--- START Data for this exercise ---

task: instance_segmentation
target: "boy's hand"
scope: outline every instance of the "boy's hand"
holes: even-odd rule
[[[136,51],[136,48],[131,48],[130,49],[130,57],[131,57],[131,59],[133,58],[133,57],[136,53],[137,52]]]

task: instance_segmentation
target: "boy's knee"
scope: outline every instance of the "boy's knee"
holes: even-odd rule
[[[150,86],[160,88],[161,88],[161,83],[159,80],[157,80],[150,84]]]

--- END Data for this exercise ---
--- START Data for this exercise ---

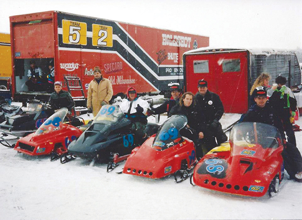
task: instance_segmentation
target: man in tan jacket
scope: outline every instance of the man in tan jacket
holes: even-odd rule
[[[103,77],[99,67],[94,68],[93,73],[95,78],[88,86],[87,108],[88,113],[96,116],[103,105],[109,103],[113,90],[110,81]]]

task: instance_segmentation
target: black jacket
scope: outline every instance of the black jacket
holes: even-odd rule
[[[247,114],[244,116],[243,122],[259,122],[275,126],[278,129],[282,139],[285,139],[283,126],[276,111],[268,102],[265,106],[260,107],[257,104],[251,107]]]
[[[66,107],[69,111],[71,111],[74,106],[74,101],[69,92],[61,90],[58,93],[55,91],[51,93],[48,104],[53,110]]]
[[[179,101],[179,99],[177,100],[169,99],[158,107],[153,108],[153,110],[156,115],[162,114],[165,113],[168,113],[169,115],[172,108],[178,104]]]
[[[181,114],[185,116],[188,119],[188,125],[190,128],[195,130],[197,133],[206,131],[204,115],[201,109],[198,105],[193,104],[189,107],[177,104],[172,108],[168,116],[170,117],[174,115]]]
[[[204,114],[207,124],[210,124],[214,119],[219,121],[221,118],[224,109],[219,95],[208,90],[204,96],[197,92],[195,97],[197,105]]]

--- END Data for this exercise ---

__Instructions for the task__. Pick out each line of the listing that contains the string "every", and copy those lines.

__Solution to the exercise__.
scope: outline every instance of the "boy's hand"
scope: outline every instance of the "boy's knee"
scope: outline every instance of the man in tan jacket
scope: outline every instance of the black jacket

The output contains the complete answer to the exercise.